**REQUIRED WORK**
Render every line of the rows below as a Markdown table with the columns No. and Line, numbering each line and skipping blank lines. Leave the pictures out of your answer.

**DATA ROWS**

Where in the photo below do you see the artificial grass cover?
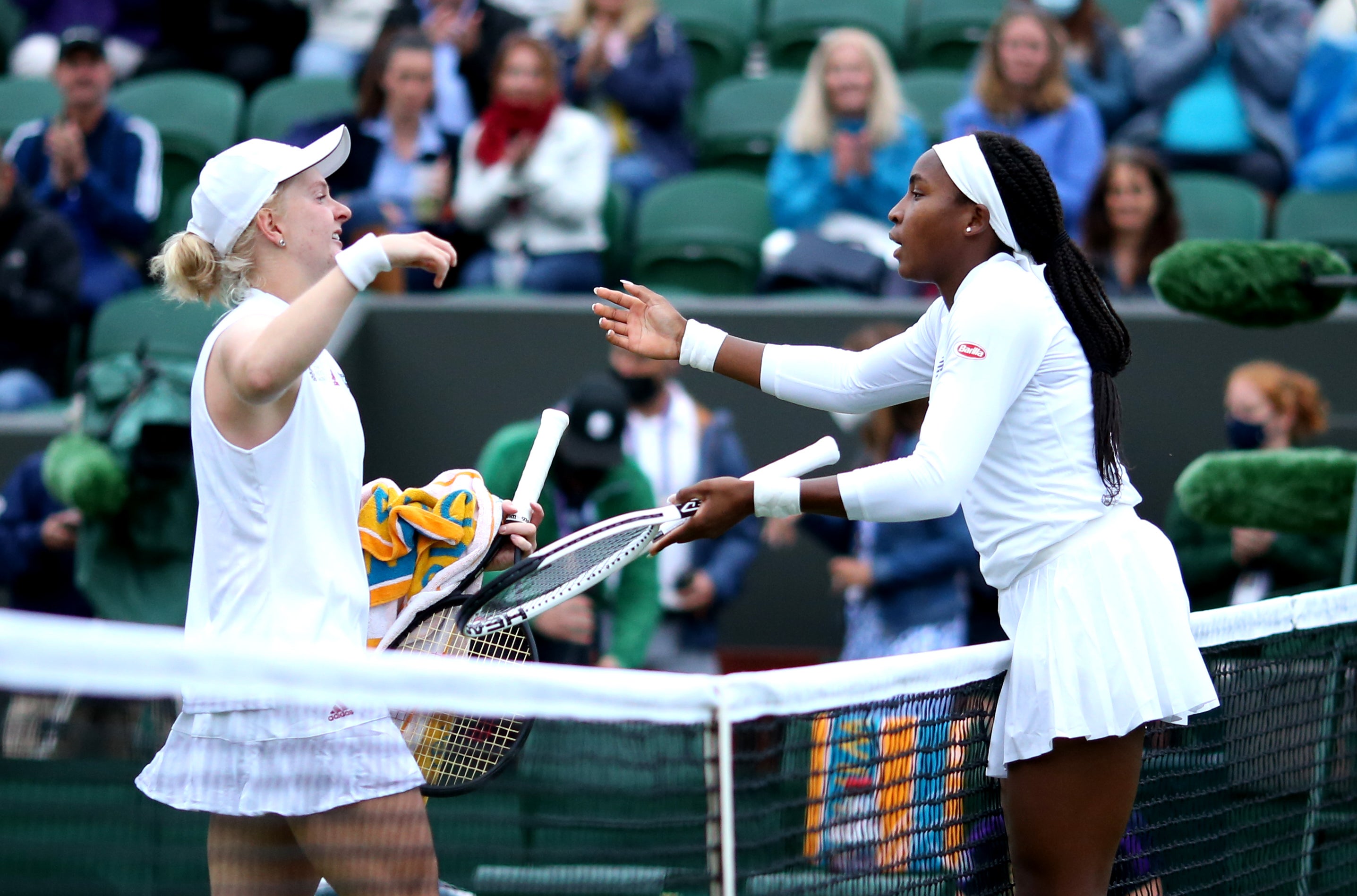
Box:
[1174,448,1357,535]
[1149,239,1352,327]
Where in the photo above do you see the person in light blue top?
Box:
[764,28,928,280]
[943,5,1103,240]
[1117,0,1312,196]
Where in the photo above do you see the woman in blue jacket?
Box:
[551,0,693,198]
[946,5,1103,240]
[764,323,978,660]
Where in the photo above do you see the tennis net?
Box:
[0,588,1357,896]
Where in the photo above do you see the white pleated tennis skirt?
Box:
[137,706,423,816]
[988,506,1220,778]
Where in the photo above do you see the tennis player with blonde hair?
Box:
[137,128,540,896]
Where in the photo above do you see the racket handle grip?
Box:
[740,436,839,480]
[510,407,570,523]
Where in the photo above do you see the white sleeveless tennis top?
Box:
[183,289,368,713]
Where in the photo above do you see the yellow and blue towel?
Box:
[358,469,501,646]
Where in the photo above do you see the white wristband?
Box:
[335,233,391,292]
[754,477,801,516]
[679,320,726,372]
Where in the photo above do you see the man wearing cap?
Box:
[4,26,160,314]
[476,373,659,668]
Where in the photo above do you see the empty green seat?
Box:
[698,72,801,174]
[764,0,909,69]
[109,72,246,235]
[90,288,225,360]
[900,68,967,143]
[244,77,354,140]
[635,171,772,293]
[0,77,61,140]
[661,0,759,95]
[1171,172,1267,239]
[911,0,1004,69]
[1273,190,1357,262]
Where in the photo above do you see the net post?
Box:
[701,702,735,896]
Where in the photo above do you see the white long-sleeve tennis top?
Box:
[761,254,1140,588]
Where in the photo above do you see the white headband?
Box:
[934,135,1031,261]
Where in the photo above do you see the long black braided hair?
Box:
[976,130,1130,503]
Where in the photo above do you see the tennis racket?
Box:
[457,436,839,638]
[387,410,570,797]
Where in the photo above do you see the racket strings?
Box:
[391,608,532,787]
[474,523,657,618]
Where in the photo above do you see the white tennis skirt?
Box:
[137,706,423,816]
[988,506,1220,778]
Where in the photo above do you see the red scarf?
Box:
[476,95,561,167]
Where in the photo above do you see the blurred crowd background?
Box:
[0,0,1357,692]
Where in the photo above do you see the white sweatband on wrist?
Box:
[754,477,801,517]
[679,320,726,373]
[335,233,391,292]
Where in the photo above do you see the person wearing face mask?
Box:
[608,348,759,674]
[476,372,659,668]
[1084,146,1182,297]
[1164,361,1343,610]
[945,5,1103,240]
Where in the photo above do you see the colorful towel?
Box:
[358,469,501,646]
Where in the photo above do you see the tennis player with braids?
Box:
[137,128,541,896]
[594,132,1217,896]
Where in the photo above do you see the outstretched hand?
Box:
[650,477,754,555]
[593,280,688,361]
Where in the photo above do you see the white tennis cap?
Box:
[187,125,349,255]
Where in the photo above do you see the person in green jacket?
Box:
[1164,361,1343,610]
[476,373,659,668]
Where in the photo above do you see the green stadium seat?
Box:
[764,0,908,70]
[1098,0,1149,28]
[244,77,354,140]
[109,72,246,237]
[0,77,61,140]
[90,286,224,360]
[909,0,1004,69]
[661,0,759,96]
[698,72,801,174]
[603,183,631,282]
[900,68,967,143]
[1273,190,1357,262]
[635,171,772,295]
[0,0,27,70]
[1171,172,1267,239]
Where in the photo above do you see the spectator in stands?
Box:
[137,0,307,94]
[765,323,980,660]
[608,349,759,674]
[764,28,928,267]
[286,28,467,290]
[1037,0,1135,135]
[292,0,395,79]
[1164,361,1343,610]
[1118,0,1312,196]
[9,0,159,79]
[946,5,1103,239]
[1290,8,1357,190]
[476,373,659,668]
[4,28,160,312]
[454,35,608,292]
[0,159,80,411]
[383,0,528,135]
[0,451,94,616]
[1083,146,1182,296]
[551,0,693,200]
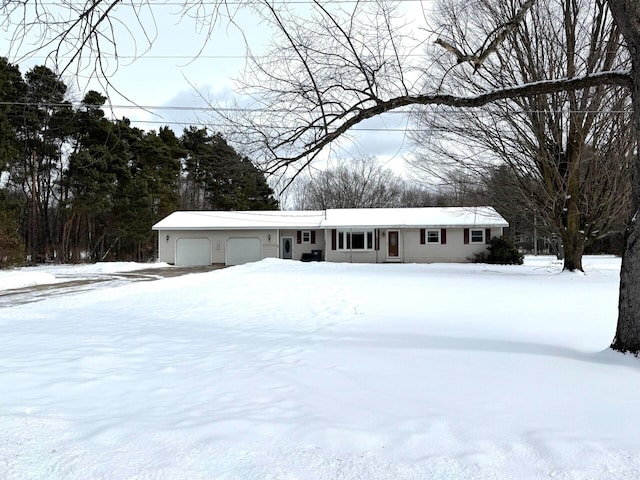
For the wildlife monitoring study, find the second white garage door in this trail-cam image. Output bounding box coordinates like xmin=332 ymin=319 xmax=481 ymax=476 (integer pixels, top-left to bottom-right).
xmin=176 ymin=238 xmax=211 ymax=267
xmin=227 ymin=238 xmax=262 ymax=265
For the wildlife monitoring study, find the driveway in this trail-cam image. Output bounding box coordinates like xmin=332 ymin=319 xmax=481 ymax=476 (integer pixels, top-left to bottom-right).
xmin=0 ymin=265 xmax=224 ymax=309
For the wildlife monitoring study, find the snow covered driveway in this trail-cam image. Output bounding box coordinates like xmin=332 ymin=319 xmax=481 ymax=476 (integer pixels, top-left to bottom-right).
xmin=0 ymin=262 xmax=222 ymax=308
xmin=0 ymin=258 xmax=640 ymax=480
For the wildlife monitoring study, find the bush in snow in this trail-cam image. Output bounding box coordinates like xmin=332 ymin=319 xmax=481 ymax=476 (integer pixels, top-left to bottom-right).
xmin=474 ymin=237 xmax=524 ymax=265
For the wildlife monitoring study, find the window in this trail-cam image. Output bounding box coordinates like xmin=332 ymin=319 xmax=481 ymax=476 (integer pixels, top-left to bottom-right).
xmin=337 ymin=230 xmax=373 ymax=250
xmin=471 ymin=230 xmax=484 ymax=243
xmin=427 ymin=230 xmax=440 ymax=243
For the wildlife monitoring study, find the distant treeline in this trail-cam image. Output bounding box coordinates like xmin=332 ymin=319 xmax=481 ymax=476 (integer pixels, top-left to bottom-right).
xmin=0 ymin=58 xmax=278 ymax=267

**CORRECT OUTPUT**
| No. | Line |
|---|---|
| 1 | Where in the photo below do you see the artificial grass cover? |
| 2 | Box: |
| 3 | [1174,448,1357,535] |
| 4 | [1149,239,1352,327] |
| 5 | Where in the photo above do you see the person in light blue top? |
| 6 | Box: |
| 7 | [764,28,928,280] |
| 8 | [943,5,1103,240] |
| 9 | [1117,0,1312,196] |
| 10 | Where in the photo above do you see the woman in blue jacket? |
| 11 | Box: |
| 12 | [551,0,693,198] |
| 13 | [946,5,1103,240] |
| 14 | [764,323,978,660] |
| 15 | Where in the photo above do you see the tennis net? |
| 16 | Box: |
| 17 | [0,588,1357,896] |
| 18 | Where in the photo above do you see the white pleated tennis skirt? |
| 19 | Box: |
| 20 | [137,706,423,816] |
| 21 | [988,506,1220,778] |
| 22 | Where in the photo above do you see the tennis player with blonde hair? |
| 23 | Box: |
| 24 | [137,128,540,896] |
| 25 | Where in the photo above do you see the racket handle grip? |
| 26 | Box: |
| 27 | [740,436,839,480] |
| 28 | [510,407,570,523] |
| 29 | Where in the photo above do you see the white sleeveless tennis top? |
| 30 | Box: |
| 31 | [183,289,368,713] |
| 32 | Where in the photo above do you see the yellow and blue towel? |
| 33 | Box: |
| 34 | [358,469,501,646] |
| 35 | Where in the photo above do you see the white wristband? |
| 36 | Box: |
| 37 | [335,233,391,292] |
| 38 | [754,477,801,516] |
| 39 | [679,320,726,372] |
| 40 | Where in the photo above do you see the man wearing cap? |
| 41 | Box: |
| 42 | [4,26,160,314] |
| 43 | [476,373,659,668] |
| 44 | Where in the photo above do you see the empty green seat? |
| 45 | Box: |
| 46 | [698,72,801,174] |
| 47 | [764,0,909,69] |
| 48 | [109,72,246,235] |
| 49 | [90,288,225,360] |
| 50 | [900,68,967,143] |
| 51 | [244,77,354,140] |
| 52 | [635,171,772,293] |
| 53 | [0,77,61,140] |
| 54 | [661,0,759,95] |
| 55 | [1171,172,1267,239] |
| 56 | [911,0,1004,69] |
| 57 | [1273,190,1357,262] |
| 58 | Where in the photo above do you see the net post? |
| 59 | Box: |
| 60 | [701,702,735,896] |
| 61 | Where in the photo above do you see the white long-sleeve tennis top? |
| 62 | Box: |
| 63 | [761,254,1140,588] |
| 64 | Where in the photo above do you see the white headband? |
| 65 | Box: |
| 66 | [934,135,1031,261] |
| 67 | Where in the photo above do you see the long black braided hair? |
| 68 | Box: |
| 69 | [976,130,1130,503] |
| 70 | Where in the photo above do you see the tennis racket? |
| 71 | Box: |
| 72 | [457,436,839,638] |
| 73 | [387,410,570,797] |
| 74 | Where in the photo above do you see the racket strings? |
| 75 | Box: |
| 76 | [391,608,532,787] |
| 77 | [474,523,657,618] |
| 78 | Where in the photo above do you see the white tennis skirt? |
| 79 | Box: |
| 80 | [137,706,423,816] |
| 81 | [988,506,1220,778] |
| 82 | Where in the photo above do you see the red scarf? |
| 83 | Box: |
| 84 | [476,95,561,167] |
| 85 | Where in the photo above do you see the blurred crowd background? |
| 86 | Box: |
| 87 | [0,0,1357,692] |
| 88 | Where in the photo above do you see the white sweatband on wrist? |
| 89 | Box: |
| 90 | [754,477,801,517] |
| 91 | [679,320,726,373] |
| 92 | [335,233,391,292] |
| 93 | Where in the photo above do you see the person wearing face mask? |
| 94 | Box: |
| 95 | [608,348,759,674] |
| 96 | [476,372,659,668] |
| 97 | [1084,146,1182,297] |
| 98 | [1164,361,1343,610] |
| 99 | [945,5,1103,240] |
| 100 | Where in the photo above do you see the colorful towel? |
| 101 | Box: |
| 102 | [358,469,501,646] |
| 103 | Where in the photo above do you see the tennis player with braids? |
| 104 | Box: |
| 105 | [137,128,541,896] |
| 106 | [594,132,1217,896] |
| 107 | Where in the photo above do you see the outstretched hand? |
| 108 | Box: |
| 109 | [650,477,754,555] |
| 110 | [593,280,688,361] |
| 111 | Where in the photo above do you see the white tennis cap? |
| 112 | Box: |
| 113 | [187,125,349,255] |
| 114 | Where in the photo above do you see the person in green jacket? |
| 115 | Box: |
| 116 | [1164,361,1343,610] |
| 117 | [476,373,659,668] |
| 118 | Where in the photo above do you see the green stadium seat? |
| 119 | Box: |
| 120 | [764,0,908,70] |
| 121 | [1098,0,1149,28] |
| 122 | [244,77,354,140] |
| 123 | [109,72,246,237] |
| 124 | [0,77,61,140] |
| 125 | [90,286,224,360] |
| 126 | [909,0,1004,69] |
| 127 | [661,0,759,96] |
| 128 | [698,72,801,174] |
| 129 | [603,183,631,282] |
| 130 | [900,68,967,143] |
| 131 | [1273,190,1357,262] |
| 132 | [635,171,772,295] |
| 133 | [0,0,27,70] |
| 134 | [1171,172,1267,239] |
| 135 | Where in the photo above do you see the spectator in stands? |
| 136 | Box: |
| 137 | [137,0,307,94] |
| 138 | [765,323,980,660] |
| 139 | [608,349,759,674] |
| 140 | [764,28,928,267] |
| 141 | [286,28,467,290] |
| 142 | [1037,0,1135,135] |
| 143 | [292,0,395,79] |
| 144 | [1164,361,1343,610] |
| 145 | [1118,0,1312,196] |
| 146 | [9,0,159,79] |
| 147 | [946,5,1103,239] |
| 148 | [1290,8,1357,190] |
| 149 | [476,373,659,668] |
| 150 | [4,28,160,312] |
| 151 | [454,35,608,292] |
| 152 | [0,159,80,411] |
| 153 | [383,0,528,135] |
| 154 | [0,451,94,616] |
| 155 | [1083,146,1182,296] |
| 156 | [551,0,693,200] |
| 157 | For the wildlife monitoring study, find the second white garage door in this trail-cam image. Output bounding box coordinates like xmin=332 ymin=319 xmax=481 ymax=476 (integer pixels, top-left to bottom-right). |
| 158 | xmin=176 ymin=238 xmax=211 ymax=267 |
| 159 | xmin=227 ymin=238 xmax=262 ymax=265 |
| 160 | For the wildlife monitoring study, find the driveway in this trail-cam image. Output bounding box coordinates like xmin=332 ymin=319 xmax=481 ymax=476 (integer pixels, top-left to bottom-right). |
| 161 | xmin=0 ymin=265 xmax=224 ymax=309 |
| 162 | For the wildlife monitoring study, find the snow covered driveway in this trail-cam image. Output bounding box coordinates like xmin=332 ymin=319 xmax=481 ymax=476 (integer pixels, top-left to bottom-right). |
| 163 | xmin=0 ymin=262 xmax=222 ymax=308 |
| 164 | xmin=0 ymin=258 xmax=640 ymax=480 |
| 165 | For the wildlife monitoring study, find the bush in snow in this trail-cam image. Output bounding box coordinates like xmin=332 ymin=319 xmax=481 ymax=476 (integer pixels, top-left to bottom-right). |
| 166 | xmin=474 ymin=237 xmax=524 ymax=265 |
| 167 | For the wildlife monitoring study, find the window in this trail-cam image. Output bounding box coordinates like xmin=332 ymin=319 xmax=481 ymax=476 (integer pixels, top-left to bottom-right). |
| 168 | xmin=337 ymin=230 xmax=373 ymax=250 |
| 169 | xmin=471 ymin=230 xmax=484 ymax=243 |
| 170 | xmin=427 ymin=230 xmax=440 ymax=243 |
| 171 | For the wildlife monitoring study, find the distant treeline in this trail-cam image. Output bounding box coordinates like xmin=332 ymin=319 xmax=481 ymax=476 (integer pixels, top-left to bottom-right). |
| 172 | xmin=0 ymin=58 xmax=278 ymax=267 |